__Task prompt__. Please rewrite the rows below from the line containing "Please return the segmentation of every instance of the stack" through the end of the rows, inclusive, replacing "even-odd rule" with "nonzero winding rule" and leaving everything else unchanged.

__Record extracts__.
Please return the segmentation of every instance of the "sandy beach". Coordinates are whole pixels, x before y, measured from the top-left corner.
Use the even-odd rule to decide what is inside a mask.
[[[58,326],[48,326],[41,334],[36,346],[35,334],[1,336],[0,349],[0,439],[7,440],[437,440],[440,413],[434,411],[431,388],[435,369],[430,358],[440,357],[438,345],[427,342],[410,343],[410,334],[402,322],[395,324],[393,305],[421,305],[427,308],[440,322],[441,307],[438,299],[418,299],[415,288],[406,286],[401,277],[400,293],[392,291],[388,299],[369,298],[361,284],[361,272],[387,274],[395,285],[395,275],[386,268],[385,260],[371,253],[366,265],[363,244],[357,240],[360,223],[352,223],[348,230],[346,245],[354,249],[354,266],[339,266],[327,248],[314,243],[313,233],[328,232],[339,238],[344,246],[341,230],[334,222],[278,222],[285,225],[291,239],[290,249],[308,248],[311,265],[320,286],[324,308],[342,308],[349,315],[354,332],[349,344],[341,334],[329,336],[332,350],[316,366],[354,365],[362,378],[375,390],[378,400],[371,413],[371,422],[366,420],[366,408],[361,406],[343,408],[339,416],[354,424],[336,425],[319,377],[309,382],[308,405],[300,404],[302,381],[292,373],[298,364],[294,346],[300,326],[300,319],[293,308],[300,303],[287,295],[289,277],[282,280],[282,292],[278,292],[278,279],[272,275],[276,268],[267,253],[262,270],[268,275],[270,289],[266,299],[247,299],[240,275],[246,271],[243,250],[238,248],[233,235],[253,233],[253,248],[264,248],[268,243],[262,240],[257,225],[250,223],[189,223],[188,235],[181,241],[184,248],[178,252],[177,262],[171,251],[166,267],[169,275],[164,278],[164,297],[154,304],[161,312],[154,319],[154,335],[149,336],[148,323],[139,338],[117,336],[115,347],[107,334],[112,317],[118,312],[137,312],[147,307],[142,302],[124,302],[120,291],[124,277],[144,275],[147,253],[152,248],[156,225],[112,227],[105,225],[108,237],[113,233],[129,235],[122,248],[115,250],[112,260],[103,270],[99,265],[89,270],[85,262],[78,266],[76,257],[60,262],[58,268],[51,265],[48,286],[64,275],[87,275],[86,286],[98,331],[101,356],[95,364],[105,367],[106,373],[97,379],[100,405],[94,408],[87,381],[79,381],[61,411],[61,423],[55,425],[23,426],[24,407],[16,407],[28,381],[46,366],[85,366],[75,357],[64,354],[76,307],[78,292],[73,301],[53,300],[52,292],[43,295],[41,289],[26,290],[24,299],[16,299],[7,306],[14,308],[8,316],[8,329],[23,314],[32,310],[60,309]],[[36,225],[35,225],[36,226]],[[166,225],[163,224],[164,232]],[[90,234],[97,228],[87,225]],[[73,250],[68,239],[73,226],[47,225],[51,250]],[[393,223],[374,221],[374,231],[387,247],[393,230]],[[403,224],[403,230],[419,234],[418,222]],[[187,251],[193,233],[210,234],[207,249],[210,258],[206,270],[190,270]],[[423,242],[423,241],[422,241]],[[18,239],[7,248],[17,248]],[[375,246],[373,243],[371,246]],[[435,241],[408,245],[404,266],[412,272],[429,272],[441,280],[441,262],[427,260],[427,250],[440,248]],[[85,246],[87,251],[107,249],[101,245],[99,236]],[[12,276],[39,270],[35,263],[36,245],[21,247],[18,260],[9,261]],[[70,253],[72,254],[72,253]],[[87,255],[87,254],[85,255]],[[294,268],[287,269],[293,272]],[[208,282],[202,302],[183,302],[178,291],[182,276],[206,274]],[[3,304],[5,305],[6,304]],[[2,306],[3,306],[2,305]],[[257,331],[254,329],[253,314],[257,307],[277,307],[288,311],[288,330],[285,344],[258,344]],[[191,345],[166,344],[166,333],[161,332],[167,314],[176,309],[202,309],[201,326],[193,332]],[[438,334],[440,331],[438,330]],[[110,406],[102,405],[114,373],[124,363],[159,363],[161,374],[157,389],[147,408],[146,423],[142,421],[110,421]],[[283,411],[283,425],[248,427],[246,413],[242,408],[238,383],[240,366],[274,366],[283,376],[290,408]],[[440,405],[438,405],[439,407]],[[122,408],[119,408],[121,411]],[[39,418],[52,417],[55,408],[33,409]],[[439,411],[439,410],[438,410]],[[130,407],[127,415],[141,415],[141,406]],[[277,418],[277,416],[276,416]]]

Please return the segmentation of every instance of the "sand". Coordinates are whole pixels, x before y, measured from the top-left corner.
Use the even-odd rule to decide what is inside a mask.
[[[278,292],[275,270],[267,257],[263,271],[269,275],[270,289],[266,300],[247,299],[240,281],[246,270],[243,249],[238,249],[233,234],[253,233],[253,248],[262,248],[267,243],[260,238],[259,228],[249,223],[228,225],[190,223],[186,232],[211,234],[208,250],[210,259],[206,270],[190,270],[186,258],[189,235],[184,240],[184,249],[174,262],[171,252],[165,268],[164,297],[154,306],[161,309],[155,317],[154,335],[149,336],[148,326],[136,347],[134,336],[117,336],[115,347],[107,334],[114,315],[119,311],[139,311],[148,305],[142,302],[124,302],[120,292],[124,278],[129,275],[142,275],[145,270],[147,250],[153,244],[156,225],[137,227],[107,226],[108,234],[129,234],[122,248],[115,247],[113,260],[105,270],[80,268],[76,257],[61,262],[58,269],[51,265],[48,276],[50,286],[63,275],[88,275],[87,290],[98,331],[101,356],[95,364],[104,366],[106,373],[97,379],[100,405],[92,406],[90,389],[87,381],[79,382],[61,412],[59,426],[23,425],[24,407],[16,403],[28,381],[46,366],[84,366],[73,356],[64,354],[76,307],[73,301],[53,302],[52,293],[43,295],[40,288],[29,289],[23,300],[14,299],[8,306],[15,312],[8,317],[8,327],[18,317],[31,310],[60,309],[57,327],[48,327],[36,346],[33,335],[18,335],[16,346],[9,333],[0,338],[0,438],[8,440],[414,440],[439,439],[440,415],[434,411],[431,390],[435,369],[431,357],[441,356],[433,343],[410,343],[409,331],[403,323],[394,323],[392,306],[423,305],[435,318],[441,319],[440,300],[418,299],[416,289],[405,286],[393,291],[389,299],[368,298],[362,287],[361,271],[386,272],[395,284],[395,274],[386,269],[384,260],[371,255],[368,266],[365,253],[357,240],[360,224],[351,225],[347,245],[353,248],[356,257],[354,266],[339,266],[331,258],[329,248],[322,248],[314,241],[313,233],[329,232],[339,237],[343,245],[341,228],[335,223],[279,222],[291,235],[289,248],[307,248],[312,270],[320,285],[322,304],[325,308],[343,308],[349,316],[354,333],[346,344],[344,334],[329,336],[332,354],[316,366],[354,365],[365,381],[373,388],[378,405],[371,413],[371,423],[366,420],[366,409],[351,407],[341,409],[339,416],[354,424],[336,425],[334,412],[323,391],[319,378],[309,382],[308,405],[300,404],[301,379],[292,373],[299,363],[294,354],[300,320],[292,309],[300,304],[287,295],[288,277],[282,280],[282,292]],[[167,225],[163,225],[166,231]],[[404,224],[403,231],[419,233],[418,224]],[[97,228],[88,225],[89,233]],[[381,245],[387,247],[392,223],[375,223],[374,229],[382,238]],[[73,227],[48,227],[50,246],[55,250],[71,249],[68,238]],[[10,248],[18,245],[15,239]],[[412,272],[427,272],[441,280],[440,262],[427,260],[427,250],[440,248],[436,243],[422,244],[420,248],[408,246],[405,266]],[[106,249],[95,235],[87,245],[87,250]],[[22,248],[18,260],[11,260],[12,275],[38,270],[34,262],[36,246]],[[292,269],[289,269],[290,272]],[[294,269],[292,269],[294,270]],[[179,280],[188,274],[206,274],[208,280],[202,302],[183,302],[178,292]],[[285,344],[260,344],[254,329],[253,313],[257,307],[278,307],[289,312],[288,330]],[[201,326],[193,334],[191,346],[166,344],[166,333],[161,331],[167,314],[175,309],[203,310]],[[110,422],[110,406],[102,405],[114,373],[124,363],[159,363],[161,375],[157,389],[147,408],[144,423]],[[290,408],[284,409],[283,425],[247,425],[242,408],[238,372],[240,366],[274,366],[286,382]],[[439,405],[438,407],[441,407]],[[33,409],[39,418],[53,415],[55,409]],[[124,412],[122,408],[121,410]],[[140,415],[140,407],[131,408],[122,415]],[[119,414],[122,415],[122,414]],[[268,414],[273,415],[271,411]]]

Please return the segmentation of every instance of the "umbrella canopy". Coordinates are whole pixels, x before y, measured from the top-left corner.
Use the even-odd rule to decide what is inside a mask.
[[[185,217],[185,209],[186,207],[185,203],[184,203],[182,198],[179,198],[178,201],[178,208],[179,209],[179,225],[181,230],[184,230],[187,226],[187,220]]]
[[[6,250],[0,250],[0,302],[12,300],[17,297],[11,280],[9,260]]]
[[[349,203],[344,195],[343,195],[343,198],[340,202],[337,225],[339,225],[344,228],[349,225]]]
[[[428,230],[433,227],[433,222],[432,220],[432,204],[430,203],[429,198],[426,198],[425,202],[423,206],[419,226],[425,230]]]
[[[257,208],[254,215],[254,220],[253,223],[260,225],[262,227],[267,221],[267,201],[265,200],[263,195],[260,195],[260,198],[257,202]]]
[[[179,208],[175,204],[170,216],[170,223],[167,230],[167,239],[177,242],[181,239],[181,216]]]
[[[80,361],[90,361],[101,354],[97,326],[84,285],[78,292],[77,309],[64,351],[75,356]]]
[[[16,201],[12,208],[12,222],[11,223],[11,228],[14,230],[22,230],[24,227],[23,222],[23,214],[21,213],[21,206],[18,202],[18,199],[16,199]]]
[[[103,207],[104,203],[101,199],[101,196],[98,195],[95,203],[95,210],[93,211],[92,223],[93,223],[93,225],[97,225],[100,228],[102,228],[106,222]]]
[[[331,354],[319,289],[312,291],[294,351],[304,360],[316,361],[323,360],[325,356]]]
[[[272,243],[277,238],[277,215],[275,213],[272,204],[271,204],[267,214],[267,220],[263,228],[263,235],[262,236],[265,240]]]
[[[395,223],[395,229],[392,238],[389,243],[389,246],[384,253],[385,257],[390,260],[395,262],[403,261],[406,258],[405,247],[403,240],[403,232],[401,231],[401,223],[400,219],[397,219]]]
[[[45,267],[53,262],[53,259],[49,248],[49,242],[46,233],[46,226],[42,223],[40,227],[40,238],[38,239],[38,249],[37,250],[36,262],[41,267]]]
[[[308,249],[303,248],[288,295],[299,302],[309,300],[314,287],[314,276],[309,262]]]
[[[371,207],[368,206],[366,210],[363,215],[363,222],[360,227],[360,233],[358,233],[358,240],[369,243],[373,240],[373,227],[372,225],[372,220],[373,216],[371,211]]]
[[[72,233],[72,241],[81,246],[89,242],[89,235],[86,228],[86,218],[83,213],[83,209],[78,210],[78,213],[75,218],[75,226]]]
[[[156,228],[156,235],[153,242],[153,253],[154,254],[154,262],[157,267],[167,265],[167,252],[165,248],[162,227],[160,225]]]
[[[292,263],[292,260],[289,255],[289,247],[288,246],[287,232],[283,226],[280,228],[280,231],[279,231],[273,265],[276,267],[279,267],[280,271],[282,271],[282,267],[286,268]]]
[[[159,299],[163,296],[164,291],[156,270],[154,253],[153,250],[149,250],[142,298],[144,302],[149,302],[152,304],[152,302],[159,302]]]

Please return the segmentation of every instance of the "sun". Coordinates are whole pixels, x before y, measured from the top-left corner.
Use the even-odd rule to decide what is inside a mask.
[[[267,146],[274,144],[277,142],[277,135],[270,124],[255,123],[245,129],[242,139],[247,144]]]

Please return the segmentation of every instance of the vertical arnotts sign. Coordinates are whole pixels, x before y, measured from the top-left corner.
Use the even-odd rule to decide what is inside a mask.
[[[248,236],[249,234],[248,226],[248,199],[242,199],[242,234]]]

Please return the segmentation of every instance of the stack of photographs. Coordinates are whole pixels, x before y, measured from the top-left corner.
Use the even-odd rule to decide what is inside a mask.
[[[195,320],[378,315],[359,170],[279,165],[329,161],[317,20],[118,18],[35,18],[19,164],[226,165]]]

__Solution for this problem__.
Please return the segmentation of every instance of the stack of photographs. Coordinates are whole pixels, x before y, measured from the top-left corner.
Use the nonzero winding rule to decide what is inside a mask.
[[[195,320],[378,315],[359,170],[279,165],[329,161],[317,20],[118,18],[35,18],[19,164],[226,165]]]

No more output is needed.